DATA FOR THIS EXERCISE:

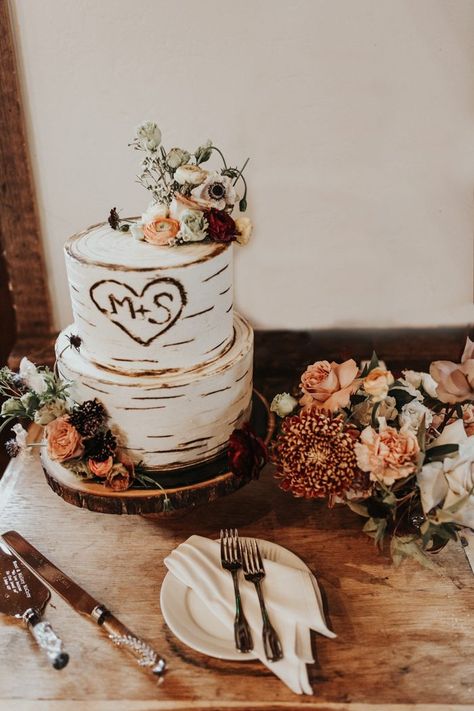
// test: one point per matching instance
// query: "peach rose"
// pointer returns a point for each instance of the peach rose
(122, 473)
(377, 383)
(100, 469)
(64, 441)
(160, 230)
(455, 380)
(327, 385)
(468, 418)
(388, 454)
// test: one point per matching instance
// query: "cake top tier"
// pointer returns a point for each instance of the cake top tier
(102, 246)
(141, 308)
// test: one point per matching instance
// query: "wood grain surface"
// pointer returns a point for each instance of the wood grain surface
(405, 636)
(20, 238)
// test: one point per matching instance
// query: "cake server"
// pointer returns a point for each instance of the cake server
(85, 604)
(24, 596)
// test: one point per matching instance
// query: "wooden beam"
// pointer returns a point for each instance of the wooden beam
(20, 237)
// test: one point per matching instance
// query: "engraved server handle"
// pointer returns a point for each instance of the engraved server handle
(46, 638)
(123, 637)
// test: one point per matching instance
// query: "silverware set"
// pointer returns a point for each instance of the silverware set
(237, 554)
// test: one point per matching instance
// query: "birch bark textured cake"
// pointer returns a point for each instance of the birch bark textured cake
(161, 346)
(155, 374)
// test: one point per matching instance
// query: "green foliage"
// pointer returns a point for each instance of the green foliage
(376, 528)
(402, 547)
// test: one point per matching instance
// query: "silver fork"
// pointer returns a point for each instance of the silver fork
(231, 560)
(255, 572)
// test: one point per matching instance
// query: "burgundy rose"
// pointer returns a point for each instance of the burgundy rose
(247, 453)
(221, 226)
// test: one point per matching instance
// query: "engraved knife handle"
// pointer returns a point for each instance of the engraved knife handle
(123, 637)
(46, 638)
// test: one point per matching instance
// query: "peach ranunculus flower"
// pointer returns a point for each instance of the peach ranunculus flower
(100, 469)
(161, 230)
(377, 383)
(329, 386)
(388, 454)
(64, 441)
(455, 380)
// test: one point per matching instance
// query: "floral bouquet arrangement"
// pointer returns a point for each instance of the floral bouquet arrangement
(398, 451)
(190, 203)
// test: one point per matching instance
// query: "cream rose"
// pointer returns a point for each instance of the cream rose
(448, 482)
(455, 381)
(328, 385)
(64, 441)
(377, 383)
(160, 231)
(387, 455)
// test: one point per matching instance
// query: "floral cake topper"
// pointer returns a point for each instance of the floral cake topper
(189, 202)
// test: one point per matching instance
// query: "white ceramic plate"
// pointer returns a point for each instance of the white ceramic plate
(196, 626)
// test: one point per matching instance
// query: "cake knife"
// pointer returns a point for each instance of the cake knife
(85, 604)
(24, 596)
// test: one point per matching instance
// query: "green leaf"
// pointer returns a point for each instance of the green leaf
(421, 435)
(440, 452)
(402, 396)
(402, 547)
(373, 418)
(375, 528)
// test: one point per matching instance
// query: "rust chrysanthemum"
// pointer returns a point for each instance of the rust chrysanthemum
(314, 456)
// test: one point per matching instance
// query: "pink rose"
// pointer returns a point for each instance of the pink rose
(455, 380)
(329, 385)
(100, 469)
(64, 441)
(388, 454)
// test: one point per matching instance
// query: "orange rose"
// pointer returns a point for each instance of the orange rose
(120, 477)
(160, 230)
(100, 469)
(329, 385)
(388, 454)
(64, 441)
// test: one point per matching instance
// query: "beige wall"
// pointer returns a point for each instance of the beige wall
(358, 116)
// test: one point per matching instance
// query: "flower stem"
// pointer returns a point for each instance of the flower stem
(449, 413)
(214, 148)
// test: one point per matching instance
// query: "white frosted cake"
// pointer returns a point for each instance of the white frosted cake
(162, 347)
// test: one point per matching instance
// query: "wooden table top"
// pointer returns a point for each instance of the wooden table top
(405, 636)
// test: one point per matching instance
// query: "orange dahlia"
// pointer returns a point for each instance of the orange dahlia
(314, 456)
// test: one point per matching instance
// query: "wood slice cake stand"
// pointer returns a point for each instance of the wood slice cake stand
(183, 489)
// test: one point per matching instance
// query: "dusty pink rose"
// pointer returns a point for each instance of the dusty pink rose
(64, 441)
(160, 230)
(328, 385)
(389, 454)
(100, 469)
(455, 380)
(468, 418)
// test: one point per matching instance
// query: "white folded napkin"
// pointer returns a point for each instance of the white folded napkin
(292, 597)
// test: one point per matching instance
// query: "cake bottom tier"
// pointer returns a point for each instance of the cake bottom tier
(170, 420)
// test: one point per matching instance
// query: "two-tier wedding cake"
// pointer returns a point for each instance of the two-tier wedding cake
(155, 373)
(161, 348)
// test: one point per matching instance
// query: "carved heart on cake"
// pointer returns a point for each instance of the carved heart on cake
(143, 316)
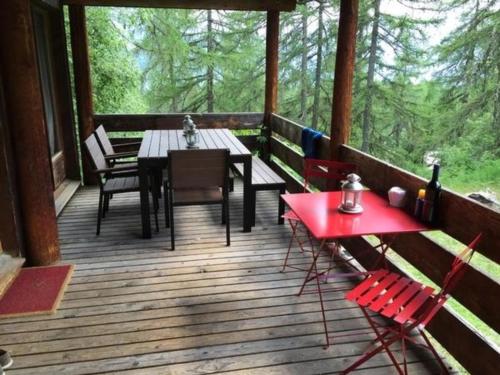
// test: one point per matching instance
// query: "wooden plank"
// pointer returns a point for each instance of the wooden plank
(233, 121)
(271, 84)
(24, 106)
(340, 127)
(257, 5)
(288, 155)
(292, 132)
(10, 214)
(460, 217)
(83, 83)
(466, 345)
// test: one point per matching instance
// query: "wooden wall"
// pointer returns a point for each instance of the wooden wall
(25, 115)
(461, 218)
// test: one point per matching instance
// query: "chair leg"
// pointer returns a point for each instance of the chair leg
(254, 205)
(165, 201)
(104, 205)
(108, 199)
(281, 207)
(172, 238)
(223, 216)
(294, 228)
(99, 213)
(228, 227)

TASK REQUIREMENTS:
Please retype the listing in full, exactly as given, and skip every image.

RESPONSE:
// test: one point per matching instance
// query: "peach rose"
// pointer returns a point for each instance of the peach rose
(122, 473)
(377, 383)
(100, 469)
(64, 441)
(160, 230)
(455, 380)
(327, 385)
(468, 418)
(388, 454)
// test: one point per matching instance
// query: "cake top tier"
// pointer returns a point for each instance of the cake top tier
(102, 246)
(141, 308)
// test: one point per matching instance
// query: "wood grain surface"
// pointer returns a point for each instance of the wood grain surface
(405, 636)
(20, 238)
// test: one point per matching instance
// query: "cake server"
// pointer returns a point for each instance of the cake server
(85, 604)
(24, 596)
// test: one point per matching instance
// query: "wooden beam"
// pointer returns a point for each instance of the wooden beam
(20, 237)
// test: one point per matching instance
// query: "engraved server handle"
// pointer returns a point for each instance of the engraved server handle
(46, 638)
(123, 637)
// test: one point per matching instance
// query: "silverware set"
// pointer returns a point for each instance of the silverware set
(237, 554)
// test: one point per matching instance
// query: "birch bark textured cake"
// pointer returns a point for each instance of the birch bark textured cake
(161, 346)
(155, 374)
// test: one point per matching instance
// query: "green foliage"
// pointer returns a point for each instance of the green foliage
(376, 528)
(402, 547)
// test: one point per matching instance
// query: "silver fork"
// pointer returns a point for each instance of the silver fork
(231, 560)
(255, 572)
// test: one point per matching instance
// query: "burgundy rose"
// pointer returns a point for each instance of the burgundy rose
(247, 453)
(221, 226)
// test: one point per matching instance
// query: "engraved knife handle"
// pointer returns a point for each instance of the engraved knife handle
(123, 637)
(46, 638)
// test: one point per matching instance
// query: "peach ranunculus flower"
// pointer returns a point for each instance of the peach ranunculus flower
(100, 469)
(161, 230)
(377, 383)
(329, 386)
(388, 454)
(64, 441)
(455, 380)
// test: one point per matching instance
// query: "floral bouquet arrangement"
// pointer returns a point for each instance of the floral bouquet arrangement
(398, 451)
(190, 203)
// test: one point per matching instance
// query: "cream rose"
// pointer returns a point for each instance of the cream rose
(448, 482)
(455, 381)
(328, 385)
(64, 441)
(377, 383)
(160, 231)
(387, 455)
// test: one point per matching instance
// query: "floral cake topper"
// pointer returns a point for each instance of the floral cake topper
(189, 202)
// test: one point per matching instance
// query: "white ceramic plate"
// pointer returns a point for each instance of the white ceramic plate
(196, 626)
// test: one point per matching instance
// query: "cake knife"
// pointer returns a point for each instance of the cake knife
(85, 604)
(24, 596)
// test: one point per matching instance
// query: "green leaf"
// pointer returns a point for each instance of the green leaf
(421, 435)
(440, 452)
(402, 396)
(402, 547)
(373, 418)
(375, 528)
// test: one point per matching instance
// query: "rust chrysanthemum"
// pointer returns a point for each instance of the rust chrysanthemum
(314, 456)
// test: one point per matching instance
// query: "pink rose"
// pointer returns a point for each instance of the pink rose
(455, 380)
(329, 385)
(100, 469)
(64, 441)
(388, 454)
// test: one point per matching instance
// query: "orange rose"
// pointer returns a point for each instance of the orange rose
(120, 477)
(160, 230)
(100, 469)
(329, 385)
(388, 454)
(64, 441)
// test: one point per matching instance
// query: "beige wall"
// pointer returns a point for each instance of the beige wall
(358, 116)
// test: one point per matching instance
// query: "flower stem"
// pointer returns a point for each instance of the flower stem
(449, 413)
(214, 148)
// test: one point per matching instance
// query: "white frosted cake"
// pointer returns a point for each instance of the white frosted cake
(162, 347)
// test: one point per matching instance
// query: "wooden table top"
// pointer returns a point for each instance of the wooden table top
(405, 636)
// test: one point per matching instance
// query: "orange dahlia"
// pointer returns a point for each instance of the orange dahlia
(314, 456)
// test: one point per matching instance
// query: "wood slice cake stand"
// pointer returns a point for each instance of the wood slice cake stand
(183, 489)
// test: one point per matching instance
// query: "dusty pink rose"
// pointer returns a point for each instance of the dusty pink rose
(64, 441)
(160, 230)
(328, 385)
(389, 454)
(100, 469)
(455, 380)
(468, 418)
// test: one point per matching instance
// query: "white folded napkin"
// pointer returns a point for each instance of the white folded napkin
(292, 597)
// test: one point per matching instance
// query: "cake bottom tier"
// pointer returns a point for each instance of the cake bottom tier
(170, 420)
// test: one point per matching instance
// query: "two-tier wedding cake"
// pointer returns a point for each instance of the two-tier wedding cake
(155, 373)
(161, 348)
// test: one point per matching instance
// query: "carved heart on cake"
// pointer returns a point for each instance of the carved heart on cake
(143, 316)
// test: one point per matching instance
// query: "wooden plank"
// pointer returns a point for each instance of the wooden plank
(233, 121)
(271, 84)
(24, 106)
(340, 127)
(257, 5)
(288, 155)
(292, 132)
(10, 214)
(460, 217)
(83, 83)
(466, 345)
// test: one point per matching instance
// query: "wooden wall"
// pointer returns a point for each instance of the wooden wall
(25, 115)
(461, 218)
// test: one point per matching instance
// query: "chair leg"
// pointer returns a point for each instance of the chair leg
(254, 205)
(165, 201)
(104, 205)
(108, 199)
(281, 207)
(172, 238)
(223, 216)
(294, 228)
(99, 213)
(228, 227)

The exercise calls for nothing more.